**Action item:** Only a number is expected in reply: the count of lines below where the word "structure" occurs.

**Dataset entries:**
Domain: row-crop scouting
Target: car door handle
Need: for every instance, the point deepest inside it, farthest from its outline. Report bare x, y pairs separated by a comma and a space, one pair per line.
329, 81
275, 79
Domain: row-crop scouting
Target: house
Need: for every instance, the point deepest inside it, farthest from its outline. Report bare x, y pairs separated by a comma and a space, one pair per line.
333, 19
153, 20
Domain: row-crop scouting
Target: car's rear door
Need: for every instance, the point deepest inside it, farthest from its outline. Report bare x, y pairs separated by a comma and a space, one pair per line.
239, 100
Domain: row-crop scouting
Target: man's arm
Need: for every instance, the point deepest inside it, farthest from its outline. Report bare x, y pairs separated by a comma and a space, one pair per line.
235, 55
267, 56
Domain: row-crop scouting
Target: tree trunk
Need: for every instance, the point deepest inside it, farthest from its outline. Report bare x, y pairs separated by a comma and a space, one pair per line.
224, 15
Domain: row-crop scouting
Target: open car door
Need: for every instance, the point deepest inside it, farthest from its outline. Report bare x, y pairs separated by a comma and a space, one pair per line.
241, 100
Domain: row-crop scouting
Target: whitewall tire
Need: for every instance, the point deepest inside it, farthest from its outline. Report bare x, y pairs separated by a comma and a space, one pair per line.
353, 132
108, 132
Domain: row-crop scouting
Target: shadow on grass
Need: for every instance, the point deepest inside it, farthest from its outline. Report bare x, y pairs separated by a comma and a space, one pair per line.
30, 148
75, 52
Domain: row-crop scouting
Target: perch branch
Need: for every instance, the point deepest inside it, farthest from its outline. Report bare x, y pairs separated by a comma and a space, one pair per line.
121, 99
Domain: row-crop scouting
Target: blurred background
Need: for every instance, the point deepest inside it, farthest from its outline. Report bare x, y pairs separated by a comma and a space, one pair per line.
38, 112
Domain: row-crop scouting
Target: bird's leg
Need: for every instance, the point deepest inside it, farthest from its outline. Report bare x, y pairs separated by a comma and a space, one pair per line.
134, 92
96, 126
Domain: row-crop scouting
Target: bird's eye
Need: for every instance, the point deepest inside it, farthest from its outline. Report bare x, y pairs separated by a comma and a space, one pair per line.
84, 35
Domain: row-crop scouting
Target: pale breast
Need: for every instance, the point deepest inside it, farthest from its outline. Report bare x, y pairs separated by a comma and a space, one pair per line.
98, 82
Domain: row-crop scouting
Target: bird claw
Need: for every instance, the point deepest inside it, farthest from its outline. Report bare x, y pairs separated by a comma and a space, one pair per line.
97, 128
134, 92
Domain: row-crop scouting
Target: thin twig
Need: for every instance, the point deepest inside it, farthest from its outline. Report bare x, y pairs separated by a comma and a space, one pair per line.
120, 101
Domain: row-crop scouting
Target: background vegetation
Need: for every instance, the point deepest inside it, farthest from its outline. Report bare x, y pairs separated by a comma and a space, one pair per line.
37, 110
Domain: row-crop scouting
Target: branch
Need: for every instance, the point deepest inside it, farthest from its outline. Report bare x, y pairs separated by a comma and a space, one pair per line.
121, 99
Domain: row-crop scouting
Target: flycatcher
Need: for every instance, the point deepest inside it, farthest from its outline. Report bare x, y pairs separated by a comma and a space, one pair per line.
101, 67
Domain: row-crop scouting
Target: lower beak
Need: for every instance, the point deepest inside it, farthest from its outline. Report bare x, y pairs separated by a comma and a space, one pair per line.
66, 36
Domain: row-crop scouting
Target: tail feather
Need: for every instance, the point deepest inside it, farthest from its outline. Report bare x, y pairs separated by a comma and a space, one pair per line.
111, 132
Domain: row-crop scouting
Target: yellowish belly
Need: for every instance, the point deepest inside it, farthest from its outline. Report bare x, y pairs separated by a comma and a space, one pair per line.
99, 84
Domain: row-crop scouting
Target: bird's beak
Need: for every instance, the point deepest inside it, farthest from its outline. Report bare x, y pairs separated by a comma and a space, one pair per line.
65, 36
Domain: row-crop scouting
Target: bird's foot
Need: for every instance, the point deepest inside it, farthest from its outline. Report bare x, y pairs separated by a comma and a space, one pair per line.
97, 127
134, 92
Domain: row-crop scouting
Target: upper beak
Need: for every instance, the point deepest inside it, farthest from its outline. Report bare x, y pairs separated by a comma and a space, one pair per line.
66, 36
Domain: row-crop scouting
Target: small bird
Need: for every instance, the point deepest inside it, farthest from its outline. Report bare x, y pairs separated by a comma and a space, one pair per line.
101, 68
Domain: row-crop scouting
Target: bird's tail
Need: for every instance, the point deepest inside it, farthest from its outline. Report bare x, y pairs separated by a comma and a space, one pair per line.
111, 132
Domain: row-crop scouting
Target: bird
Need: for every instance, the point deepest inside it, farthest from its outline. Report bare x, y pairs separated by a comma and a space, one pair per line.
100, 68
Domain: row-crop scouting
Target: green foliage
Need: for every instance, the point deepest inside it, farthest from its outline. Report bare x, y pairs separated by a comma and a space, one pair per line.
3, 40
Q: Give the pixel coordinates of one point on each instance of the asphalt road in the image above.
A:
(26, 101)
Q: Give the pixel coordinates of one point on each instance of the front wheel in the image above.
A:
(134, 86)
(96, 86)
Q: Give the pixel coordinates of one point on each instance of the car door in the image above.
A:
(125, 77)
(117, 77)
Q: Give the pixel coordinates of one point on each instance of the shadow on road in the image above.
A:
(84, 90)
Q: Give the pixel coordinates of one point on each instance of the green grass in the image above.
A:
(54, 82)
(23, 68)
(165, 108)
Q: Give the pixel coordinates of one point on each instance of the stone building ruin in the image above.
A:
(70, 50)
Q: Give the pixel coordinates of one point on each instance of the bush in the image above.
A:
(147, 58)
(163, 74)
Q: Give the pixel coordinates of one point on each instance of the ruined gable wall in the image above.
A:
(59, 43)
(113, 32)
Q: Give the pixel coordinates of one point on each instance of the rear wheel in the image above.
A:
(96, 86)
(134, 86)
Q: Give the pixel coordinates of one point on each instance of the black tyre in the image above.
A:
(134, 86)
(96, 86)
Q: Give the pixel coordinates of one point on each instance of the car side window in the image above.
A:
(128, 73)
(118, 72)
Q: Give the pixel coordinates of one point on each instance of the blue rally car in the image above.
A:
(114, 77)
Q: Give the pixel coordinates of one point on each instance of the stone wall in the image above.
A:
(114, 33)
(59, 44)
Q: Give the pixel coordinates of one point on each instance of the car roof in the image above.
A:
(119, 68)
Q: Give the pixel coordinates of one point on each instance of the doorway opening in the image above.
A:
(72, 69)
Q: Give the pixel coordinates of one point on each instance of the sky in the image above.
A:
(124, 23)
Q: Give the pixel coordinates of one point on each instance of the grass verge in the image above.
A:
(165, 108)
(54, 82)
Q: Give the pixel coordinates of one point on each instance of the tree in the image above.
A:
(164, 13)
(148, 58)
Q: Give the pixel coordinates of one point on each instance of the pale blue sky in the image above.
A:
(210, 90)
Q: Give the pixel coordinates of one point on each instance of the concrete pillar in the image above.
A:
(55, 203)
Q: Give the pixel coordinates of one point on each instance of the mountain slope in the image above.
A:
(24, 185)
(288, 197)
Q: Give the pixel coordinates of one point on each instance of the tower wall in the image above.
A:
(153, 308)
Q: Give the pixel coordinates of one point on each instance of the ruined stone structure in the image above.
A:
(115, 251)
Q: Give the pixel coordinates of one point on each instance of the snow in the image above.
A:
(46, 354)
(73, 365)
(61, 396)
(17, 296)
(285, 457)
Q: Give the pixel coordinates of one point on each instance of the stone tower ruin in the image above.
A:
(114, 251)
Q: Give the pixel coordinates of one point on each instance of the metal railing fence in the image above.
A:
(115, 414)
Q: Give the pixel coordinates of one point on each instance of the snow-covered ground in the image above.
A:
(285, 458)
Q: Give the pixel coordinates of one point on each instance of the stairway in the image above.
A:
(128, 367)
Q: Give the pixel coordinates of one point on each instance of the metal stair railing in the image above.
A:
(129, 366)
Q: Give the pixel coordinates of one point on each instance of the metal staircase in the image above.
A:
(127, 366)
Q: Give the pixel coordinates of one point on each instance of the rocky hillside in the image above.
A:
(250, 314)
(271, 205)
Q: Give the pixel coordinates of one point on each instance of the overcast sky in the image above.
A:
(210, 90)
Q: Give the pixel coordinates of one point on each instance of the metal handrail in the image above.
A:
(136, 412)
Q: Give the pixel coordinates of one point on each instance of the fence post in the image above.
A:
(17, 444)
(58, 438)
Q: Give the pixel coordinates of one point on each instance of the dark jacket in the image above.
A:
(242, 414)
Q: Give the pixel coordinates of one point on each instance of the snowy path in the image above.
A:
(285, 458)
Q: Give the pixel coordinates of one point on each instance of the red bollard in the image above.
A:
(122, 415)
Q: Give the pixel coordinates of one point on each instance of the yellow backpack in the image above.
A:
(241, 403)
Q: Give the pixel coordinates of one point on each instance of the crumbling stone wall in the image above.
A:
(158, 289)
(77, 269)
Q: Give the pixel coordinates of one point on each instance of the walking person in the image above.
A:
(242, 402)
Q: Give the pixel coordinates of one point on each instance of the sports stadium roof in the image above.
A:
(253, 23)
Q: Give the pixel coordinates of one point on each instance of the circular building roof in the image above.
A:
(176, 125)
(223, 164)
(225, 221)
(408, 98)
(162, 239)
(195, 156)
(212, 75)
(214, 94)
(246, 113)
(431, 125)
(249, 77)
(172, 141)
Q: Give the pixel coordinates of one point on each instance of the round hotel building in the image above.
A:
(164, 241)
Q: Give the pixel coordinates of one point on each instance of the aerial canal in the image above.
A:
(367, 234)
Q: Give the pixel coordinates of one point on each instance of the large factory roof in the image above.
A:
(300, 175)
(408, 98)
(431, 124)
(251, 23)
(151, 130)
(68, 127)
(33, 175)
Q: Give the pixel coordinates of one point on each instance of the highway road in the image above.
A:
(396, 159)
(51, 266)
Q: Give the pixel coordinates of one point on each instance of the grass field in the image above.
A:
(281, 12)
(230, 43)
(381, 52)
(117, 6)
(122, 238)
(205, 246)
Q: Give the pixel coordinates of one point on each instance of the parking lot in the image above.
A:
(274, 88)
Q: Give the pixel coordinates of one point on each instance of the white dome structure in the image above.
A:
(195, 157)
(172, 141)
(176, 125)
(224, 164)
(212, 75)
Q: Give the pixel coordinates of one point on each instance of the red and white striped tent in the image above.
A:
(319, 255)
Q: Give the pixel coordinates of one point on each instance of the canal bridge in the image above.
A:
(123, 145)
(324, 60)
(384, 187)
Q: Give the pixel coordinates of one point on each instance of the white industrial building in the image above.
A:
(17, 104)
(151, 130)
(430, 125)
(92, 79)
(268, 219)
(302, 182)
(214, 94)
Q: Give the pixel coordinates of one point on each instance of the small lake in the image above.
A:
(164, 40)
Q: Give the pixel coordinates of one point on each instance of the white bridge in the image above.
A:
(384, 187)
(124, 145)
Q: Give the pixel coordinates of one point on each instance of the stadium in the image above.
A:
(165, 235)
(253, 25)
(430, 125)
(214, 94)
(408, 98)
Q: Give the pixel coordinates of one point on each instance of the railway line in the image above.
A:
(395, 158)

**Result for this task:** 2